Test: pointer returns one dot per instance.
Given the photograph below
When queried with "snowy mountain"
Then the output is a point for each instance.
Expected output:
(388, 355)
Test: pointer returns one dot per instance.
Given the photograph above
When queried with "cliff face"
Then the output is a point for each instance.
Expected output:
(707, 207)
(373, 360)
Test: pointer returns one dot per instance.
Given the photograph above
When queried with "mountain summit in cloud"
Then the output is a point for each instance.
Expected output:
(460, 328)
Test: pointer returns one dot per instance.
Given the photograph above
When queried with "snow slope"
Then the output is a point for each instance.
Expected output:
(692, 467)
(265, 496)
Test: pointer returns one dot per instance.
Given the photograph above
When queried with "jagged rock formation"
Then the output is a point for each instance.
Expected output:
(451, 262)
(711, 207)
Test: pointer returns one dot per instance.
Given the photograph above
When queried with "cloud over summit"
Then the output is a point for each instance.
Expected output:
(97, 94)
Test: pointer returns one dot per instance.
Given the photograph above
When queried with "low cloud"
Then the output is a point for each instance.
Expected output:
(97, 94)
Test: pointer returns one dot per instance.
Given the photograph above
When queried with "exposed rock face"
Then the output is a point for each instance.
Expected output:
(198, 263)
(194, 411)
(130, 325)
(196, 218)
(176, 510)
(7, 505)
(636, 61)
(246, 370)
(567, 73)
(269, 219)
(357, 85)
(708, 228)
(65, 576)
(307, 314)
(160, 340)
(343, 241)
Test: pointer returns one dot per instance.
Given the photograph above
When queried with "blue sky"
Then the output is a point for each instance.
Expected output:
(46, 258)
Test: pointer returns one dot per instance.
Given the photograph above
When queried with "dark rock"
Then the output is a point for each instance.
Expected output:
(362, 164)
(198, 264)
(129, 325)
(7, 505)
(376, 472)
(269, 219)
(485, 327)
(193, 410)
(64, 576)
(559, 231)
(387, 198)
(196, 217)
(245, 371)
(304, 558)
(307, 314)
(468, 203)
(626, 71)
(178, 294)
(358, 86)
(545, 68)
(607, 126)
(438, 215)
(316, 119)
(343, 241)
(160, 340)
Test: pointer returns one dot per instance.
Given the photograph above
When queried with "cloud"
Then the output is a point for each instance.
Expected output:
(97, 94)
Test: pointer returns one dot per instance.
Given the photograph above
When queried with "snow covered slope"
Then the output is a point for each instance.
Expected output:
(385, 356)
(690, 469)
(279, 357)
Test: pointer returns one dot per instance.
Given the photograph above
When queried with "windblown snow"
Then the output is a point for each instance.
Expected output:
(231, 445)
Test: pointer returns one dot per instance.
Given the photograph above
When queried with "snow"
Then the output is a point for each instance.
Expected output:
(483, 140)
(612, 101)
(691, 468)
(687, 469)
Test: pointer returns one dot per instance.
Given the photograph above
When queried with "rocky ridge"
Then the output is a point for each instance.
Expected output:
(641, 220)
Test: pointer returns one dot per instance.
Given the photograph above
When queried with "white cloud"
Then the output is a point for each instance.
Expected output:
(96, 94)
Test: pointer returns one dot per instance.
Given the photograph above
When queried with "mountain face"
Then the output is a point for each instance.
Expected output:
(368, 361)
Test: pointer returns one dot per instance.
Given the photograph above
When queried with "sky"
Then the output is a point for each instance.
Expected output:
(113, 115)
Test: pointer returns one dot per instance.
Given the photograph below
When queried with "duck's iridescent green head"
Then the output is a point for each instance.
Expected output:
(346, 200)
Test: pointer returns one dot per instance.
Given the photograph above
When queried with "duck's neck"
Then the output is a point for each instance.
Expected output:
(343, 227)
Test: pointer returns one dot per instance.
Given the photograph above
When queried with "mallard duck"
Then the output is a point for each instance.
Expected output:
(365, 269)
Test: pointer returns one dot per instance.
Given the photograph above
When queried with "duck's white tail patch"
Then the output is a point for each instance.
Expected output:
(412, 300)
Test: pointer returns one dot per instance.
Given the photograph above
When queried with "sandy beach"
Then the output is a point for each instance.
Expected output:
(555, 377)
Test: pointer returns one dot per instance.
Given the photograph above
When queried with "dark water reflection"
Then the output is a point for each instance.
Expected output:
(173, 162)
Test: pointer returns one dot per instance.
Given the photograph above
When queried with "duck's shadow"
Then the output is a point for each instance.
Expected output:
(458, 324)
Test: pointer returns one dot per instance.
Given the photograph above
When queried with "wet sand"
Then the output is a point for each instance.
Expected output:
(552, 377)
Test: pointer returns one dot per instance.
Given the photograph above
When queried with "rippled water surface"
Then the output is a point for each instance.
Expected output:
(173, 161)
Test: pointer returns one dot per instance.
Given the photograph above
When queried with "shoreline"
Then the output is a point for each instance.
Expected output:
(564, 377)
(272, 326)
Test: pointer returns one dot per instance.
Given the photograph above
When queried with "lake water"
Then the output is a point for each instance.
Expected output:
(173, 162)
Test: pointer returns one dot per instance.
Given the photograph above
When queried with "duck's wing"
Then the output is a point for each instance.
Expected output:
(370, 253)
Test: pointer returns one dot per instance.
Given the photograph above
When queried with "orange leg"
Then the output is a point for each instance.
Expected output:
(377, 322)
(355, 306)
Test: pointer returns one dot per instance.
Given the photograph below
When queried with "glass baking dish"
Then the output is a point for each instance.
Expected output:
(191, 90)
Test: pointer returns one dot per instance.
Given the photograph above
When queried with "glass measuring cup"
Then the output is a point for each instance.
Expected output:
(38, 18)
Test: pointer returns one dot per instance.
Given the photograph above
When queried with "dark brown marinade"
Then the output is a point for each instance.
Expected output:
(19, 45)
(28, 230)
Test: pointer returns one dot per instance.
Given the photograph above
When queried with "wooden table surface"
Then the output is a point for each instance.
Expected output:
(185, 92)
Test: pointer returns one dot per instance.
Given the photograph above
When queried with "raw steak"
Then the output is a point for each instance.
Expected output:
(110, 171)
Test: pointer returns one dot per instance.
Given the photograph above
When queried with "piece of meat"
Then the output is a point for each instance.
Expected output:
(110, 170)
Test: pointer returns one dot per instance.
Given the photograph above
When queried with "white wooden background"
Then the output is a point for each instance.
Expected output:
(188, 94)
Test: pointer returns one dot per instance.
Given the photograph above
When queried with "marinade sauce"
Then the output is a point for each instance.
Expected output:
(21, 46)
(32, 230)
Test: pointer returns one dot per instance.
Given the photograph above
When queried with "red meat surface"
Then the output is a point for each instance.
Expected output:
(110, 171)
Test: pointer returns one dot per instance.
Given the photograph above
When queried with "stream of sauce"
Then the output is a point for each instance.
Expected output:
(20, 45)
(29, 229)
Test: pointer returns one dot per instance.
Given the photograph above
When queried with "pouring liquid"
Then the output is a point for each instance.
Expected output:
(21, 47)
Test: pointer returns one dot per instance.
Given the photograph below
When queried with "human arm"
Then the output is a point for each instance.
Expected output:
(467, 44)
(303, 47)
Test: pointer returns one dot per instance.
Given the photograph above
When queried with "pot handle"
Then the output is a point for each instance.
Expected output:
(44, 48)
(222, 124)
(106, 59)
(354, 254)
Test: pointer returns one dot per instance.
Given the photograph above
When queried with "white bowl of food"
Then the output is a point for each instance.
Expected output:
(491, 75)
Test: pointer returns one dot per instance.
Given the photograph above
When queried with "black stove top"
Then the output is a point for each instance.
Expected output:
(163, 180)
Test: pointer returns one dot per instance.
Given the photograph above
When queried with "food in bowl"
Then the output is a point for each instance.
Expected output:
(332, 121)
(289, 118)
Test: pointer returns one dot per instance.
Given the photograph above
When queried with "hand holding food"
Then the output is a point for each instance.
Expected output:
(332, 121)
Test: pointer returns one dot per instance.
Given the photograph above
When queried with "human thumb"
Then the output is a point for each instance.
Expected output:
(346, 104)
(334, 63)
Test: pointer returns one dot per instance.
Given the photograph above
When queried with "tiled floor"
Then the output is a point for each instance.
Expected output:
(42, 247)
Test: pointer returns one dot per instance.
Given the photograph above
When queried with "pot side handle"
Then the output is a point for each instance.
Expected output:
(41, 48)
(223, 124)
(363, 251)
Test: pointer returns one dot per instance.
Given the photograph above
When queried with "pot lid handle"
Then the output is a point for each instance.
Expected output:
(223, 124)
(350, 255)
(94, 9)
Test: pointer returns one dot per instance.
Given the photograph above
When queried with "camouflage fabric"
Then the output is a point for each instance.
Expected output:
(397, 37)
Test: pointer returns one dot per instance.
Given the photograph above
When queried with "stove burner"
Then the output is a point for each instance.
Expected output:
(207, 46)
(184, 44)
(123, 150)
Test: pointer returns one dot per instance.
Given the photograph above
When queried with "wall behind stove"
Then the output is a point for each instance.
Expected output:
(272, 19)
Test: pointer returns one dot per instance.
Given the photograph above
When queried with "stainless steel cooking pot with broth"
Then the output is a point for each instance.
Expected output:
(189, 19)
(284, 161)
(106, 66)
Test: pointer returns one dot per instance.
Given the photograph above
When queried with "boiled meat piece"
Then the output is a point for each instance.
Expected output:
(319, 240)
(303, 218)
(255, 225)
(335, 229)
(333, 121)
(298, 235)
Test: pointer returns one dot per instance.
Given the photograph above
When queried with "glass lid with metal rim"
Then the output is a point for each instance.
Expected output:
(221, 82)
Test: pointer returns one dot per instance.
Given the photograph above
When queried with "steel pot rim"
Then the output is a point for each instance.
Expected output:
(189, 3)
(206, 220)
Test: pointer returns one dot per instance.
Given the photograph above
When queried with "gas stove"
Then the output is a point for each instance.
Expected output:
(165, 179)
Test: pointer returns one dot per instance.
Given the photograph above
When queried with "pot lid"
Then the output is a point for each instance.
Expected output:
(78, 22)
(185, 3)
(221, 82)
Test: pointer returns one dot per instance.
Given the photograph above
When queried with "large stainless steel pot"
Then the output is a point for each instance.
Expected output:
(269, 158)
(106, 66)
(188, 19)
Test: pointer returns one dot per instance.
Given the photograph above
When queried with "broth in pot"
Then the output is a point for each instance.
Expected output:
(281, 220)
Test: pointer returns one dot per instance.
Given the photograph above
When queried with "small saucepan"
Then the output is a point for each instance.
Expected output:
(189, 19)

- - - -

What you will do: Pull out every line from the items above that contains the string "cloud", copying each one unchanged.

Answer to the problem:
When queried with "mountain summit in cloud"
When queried with "cloud over summit"
When queried with "low cloud"
When queried with "cloud"
When queried with "white cloud"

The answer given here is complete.